**Problems to solve:**
A - Retype the passage on Saint Garibdas from "Saint Garibdas Ji" to "memorial was established.".
B - Summarize the passage on Saint Garibdas in two sentences.

## start Excerpted text

Saint Garibdas Ji Maharaj was a spiritual leader and reformer. He took birth in 1717 A.D. to a family of Dhankhar jats in the village Chudani, District Jhajjar, Haryana, India. He was a rich farmer. According to his own account, his spiritual journey started when "Almighty God" Kabir came to meet him and gave him initiation at the age of 10 years. After getting spiritual awareness from "Almighty God Kabir", he uttered many Banis that are collected as holy book Garib Das ki Granth. Garibdas Panth is also a Kabirpanth. Saint Garib Das Ji told through his Banis that Kabir Sahib is the supreme God in Satlok. Garibdas died in 1778 A.D., and over his remains, a memorial was established.

Family and early life 
Sant Garibdas Ji was born in 1717 A.D. in the village Chhudani, district Jhajjar, Haryana in a Dhankhar family of Jats.  His father's name was Shri Balram Ji and his mother's name was Shrimati Rani Devi Ji. Village Chhudani is the maternal's village of Garib Das Ji Maharaj. His father belonged to the Dhankhar gotra of Karontha village, district Rohtak, Haryana. His father Shri Balaram Ji was married to Rani Devi, daughter of Shivlal Singh in village Chhudani. Shri Shivlal Ji had no son. Therefore, Shri Balaram Ji was kept in the house. After 12 years of marriage Sant Garib Das Ji Maharaj Ji was born in the village Chhudani. Shri Shivlal Ji had 2500 Bighas (big Bigha which is 2.75 times bigger than today's Bigha and counts for 1400 acres of land).

## end Excerpted text
## start Dataset rows

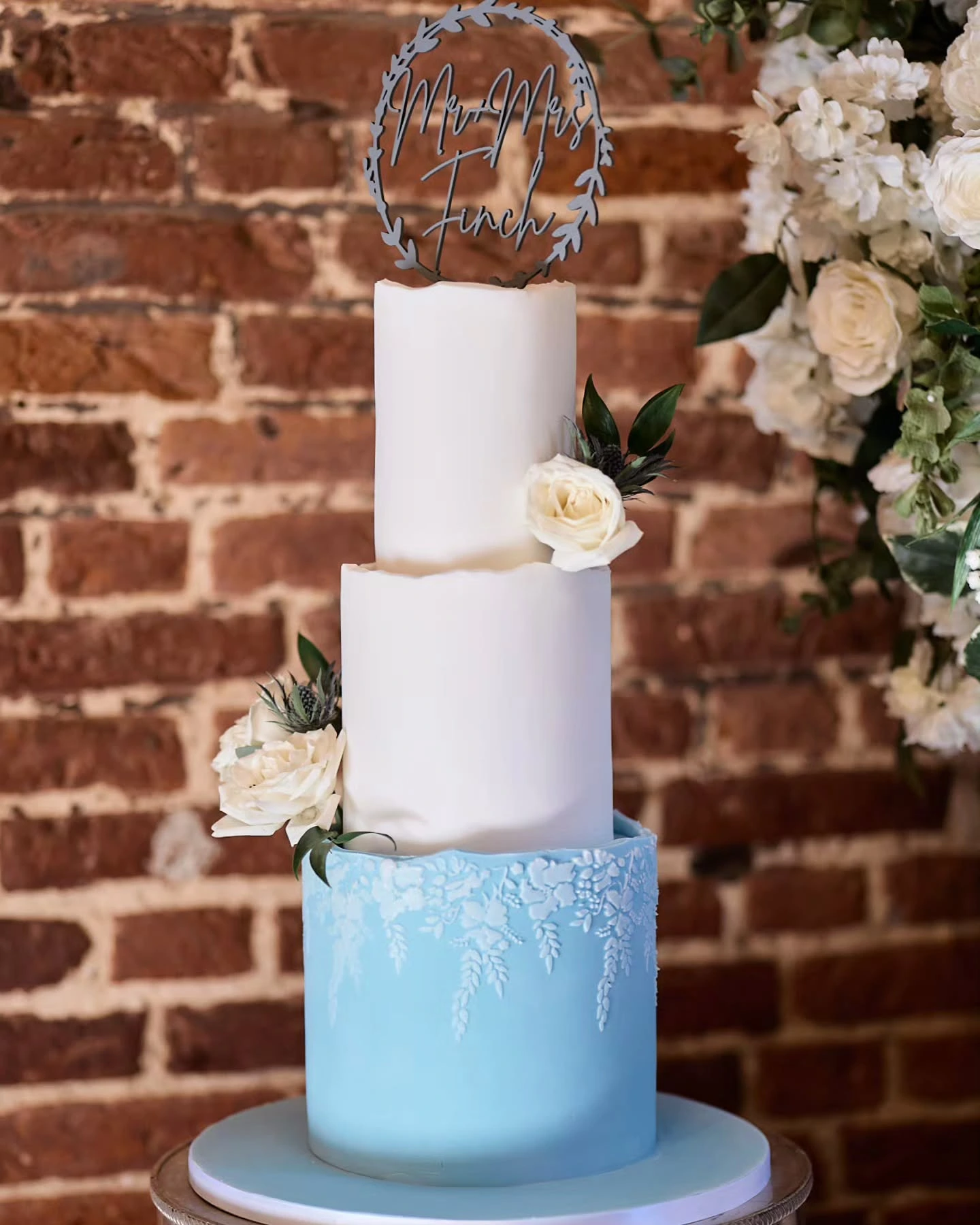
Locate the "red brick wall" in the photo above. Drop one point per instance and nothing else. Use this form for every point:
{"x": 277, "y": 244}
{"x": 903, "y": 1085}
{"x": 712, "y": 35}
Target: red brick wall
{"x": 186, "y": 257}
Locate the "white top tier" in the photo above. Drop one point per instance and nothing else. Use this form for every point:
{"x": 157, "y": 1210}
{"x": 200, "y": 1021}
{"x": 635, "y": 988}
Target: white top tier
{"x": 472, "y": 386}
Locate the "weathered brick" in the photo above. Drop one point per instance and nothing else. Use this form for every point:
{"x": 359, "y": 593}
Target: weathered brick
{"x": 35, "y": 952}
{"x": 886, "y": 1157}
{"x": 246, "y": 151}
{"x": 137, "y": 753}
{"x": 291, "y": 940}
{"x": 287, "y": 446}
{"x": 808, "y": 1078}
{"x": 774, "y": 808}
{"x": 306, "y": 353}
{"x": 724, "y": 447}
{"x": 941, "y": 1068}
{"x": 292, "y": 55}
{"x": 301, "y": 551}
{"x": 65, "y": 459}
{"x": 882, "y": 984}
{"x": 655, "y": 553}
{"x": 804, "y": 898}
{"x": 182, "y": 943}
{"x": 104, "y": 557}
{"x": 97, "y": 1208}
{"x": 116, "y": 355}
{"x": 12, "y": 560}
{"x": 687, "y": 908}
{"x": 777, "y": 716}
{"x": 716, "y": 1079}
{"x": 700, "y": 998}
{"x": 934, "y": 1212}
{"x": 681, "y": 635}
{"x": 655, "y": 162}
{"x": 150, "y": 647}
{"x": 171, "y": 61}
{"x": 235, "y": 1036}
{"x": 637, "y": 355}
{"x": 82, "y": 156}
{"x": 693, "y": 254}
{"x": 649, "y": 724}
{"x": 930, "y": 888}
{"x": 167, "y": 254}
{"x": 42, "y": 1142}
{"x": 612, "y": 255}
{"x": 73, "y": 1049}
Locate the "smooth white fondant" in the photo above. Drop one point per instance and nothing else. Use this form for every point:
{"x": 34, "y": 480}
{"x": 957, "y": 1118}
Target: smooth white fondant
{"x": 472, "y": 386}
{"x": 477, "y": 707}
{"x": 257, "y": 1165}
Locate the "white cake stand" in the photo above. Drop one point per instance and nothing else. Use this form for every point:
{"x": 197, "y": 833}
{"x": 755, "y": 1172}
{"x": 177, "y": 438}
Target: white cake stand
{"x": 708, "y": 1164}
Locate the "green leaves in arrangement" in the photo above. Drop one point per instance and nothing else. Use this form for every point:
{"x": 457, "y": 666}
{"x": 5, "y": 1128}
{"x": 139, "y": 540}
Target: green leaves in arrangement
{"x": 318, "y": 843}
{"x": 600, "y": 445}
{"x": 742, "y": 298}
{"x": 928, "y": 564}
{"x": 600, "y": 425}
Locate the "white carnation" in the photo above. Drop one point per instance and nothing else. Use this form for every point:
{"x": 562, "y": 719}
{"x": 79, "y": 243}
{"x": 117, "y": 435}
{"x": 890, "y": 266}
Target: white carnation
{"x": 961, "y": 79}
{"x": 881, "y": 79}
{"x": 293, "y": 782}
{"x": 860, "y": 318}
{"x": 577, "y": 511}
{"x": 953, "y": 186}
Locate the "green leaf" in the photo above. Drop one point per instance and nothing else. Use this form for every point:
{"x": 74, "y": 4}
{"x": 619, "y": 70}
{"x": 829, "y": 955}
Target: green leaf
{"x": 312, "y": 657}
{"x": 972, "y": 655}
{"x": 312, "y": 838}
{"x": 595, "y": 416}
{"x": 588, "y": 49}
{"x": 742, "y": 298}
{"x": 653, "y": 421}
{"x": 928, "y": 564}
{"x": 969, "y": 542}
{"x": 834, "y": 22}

## end Dataset rows

**Solutions to the tasks:**
A -
Saint Garibdas Ji Maharaj was a spiritual leader and reformer. He took birth in 1717 A.D. to a family of Dhankhar jats in the village Chudani, District Jhajjar, Haryana, India. He was a rich farmer. According to his own account, his spiritual journey started when "Almighty God" Kabir came to meet him and gave him initiation at the age of 10 years. After getting spiritual awareness from "Almighty God Kabir", he uttered many Banis that are collected as holy book Garib Das ki Granth. Garibdas Panth is also a Kabirpanth. Saint Garib Das Ji told through his Banis that Kabir Sahib is the supreme God in Satlok. Garibdas died in 1778 A.D., and over his remains, a memorial was established.

B - Saint Garibdas Ji Maharaj, a spiritual leader and reformer, was born in 1717 A.D. to a Dhankhar Jat family in the village of Chhudani in District Jhajjar, Haryana, and died in 1778 A.D. By his own account, Kabir came to meet him and gave him initiation at the age of 10, after which he uttered many Banis, collected as the holy book Garib Das ki Granth, that teach that Kabir Sahib is the supreme God in Satlok.